DIRECTIONS FOR THIS TASK. Please show each line of the records below that contains the string "vehicle".

INFORMATION SUPPLIED.

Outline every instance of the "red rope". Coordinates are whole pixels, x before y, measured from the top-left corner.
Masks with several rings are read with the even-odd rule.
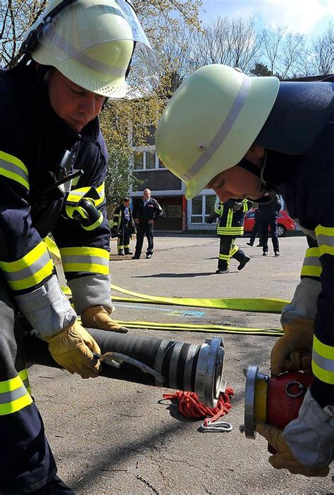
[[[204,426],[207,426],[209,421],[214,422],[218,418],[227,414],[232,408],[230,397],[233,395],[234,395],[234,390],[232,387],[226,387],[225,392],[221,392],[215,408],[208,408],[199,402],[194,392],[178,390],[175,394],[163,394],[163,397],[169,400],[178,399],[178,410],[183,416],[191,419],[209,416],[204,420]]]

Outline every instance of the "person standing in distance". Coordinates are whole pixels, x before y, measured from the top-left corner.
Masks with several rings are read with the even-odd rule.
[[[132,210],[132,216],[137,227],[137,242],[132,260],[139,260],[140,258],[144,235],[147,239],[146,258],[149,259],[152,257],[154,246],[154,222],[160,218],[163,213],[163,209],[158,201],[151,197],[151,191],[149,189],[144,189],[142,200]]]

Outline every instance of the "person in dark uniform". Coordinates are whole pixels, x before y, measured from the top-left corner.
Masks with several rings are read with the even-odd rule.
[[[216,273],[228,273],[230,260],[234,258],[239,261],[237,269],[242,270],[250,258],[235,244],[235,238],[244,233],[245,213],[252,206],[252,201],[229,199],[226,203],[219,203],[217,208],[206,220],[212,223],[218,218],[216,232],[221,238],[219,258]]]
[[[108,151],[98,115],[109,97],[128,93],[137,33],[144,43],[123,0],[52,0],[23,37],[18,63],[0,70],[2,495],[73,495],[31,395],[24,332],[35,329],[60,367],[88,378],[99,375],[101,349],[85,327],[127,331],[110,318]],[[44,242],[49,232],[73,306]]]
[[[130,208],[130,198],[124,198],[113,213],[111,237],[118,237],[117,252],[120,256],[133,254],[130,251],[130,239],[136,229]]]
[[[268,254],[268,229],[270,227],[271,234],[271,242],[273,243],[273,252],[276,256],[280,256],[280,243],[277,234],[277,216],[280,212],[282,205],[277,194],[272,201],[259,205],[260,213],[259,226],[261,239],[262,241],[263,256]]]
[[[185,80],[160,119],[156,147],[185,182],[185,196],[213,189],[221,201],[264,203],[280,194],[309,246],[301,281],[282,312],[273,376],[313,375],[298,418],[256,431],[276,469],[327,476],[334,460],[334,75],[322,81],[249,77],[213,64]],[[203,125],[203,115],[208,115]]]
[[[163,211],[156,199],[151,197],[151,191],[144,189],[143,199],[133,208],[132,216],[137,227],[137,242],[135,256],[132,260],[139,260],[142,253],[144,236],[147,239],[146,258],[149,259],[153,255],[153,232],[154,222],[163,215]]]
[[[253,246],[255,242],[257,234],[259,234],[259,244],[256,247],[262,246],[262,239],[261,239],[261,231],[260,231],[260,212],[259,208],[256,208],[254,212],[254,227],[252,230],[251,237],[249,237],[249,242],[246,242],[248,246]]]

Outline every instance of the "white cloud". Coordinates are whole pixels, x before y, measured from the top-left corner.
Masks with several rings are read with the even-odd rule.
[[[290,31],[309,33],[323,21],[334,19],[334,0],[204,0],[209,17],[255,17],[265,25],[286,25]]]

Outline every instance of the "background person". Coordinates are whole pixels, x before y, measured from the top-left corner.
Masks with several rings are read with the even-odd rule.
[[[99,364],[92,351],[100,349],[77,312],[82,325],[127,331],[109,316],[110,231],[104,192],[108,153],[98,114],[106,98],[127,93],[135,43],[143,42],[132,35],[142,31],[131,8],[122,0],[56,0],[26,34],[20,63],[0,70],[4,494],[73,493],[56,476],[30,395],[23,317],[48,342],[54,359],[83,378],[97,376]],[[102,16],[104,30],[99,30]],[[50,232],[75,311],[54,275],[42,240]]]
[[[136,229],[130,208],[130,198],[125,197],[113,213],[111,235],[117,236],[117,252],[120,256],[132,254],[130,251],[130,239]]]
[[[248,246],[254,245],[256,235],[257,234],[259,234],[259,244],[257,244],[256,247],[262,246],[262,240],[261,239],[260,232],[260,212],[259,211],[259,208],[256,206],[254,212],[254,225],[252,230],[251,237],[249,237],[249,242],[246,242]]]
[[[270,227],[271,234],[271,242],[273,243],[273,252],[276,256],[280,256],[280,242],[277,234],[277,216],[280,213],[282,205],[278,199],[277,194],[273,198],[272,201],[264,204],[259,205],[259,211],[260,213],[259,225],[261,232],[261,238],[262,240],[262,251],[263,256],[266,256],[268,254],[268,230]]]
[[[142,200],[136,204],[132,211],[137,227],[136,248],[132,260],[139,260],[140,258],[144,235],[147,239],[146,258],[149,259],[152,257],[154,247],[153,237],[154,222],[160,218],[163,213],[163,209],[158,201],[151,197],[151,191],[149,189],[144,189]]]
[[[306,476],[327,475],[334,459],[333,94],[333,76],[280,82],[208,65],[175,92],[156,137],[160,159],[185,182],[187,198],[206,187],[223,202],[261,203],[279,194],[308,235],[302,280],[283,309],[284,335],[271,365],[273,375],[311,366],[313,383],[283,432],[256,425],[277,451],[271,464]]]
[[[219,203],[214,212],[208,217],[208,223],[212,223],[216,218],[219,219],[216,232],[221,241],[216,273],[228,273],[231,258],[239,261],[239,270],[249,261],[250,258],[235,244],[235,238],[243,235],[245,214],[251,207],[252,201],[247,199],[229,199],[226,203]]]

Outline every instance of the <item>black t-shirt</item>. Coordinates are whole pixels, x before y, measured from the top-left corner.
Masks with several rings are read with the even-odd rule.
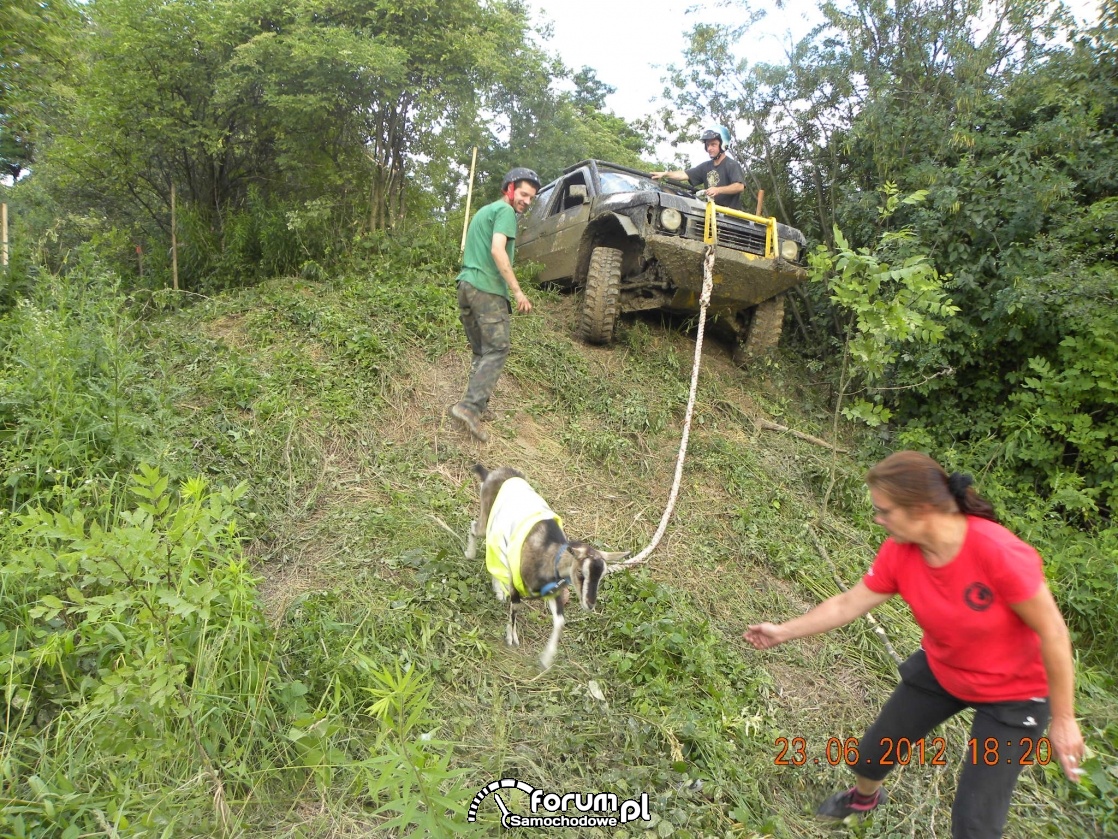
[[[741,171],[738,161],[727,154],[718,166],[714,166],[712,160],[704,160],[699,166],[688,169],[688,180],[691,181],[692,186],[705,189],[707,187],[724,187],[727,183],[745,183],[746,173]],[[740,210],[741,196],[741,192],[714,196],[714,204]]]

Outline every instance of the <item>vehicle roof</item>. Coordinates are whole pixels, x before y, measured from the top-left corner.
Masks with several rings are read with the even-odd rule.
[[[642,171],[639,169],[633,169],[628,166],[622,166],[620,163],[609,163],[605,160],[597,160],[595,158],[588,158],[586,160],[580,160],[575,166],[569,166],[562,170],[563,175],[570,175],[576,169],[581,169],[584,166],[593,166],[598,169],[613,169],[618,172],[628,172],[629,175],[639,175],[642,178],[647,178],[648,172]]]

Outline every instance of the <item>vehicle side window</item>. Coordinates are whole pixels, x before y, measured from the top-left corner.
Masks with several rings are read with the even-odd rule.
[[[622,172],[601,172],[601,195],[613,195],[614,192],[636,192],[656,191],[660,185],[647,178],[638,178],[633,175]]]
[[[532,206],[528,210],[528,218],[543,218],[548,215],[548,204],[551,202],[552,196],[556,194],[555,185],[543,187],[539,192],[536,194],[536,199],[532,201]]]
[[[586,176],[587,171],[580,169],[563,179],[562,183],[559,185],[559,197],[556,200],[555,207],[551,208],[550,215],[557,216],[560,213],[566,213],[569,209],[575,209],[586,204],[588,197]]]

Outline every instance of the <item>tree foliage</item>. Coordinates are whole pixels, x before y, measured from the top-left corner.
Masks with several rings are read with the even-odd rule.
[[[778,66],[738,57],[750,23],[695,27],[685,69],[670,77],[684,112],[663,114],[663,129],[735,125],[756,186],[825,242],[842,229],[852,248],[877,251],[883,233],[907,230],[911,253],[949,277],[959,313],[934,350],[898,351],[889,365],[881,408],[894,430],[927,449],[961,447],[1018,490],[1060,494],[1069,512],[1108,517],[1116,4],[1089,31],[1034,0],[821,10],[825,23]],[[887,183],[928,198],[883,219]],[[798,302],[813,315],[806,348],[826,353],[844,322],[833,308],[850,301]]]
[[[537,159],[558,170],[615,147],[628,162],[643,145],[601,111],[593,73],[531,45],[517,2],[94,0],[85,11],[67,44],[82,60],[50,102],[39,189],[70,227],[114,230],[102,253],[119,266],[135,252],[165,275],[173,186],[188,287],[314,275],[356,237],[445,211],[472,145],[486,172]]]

OUTPUT BELOW.
Outline every instance of the <item>vehicle roof</item>. Coordinates are whole pixels, x before y, measured from the top-left corner.
Outline every instance of the <item>vehicle side window</item>. Coordinates are whole pixels, x before y, measured from the top-left corner.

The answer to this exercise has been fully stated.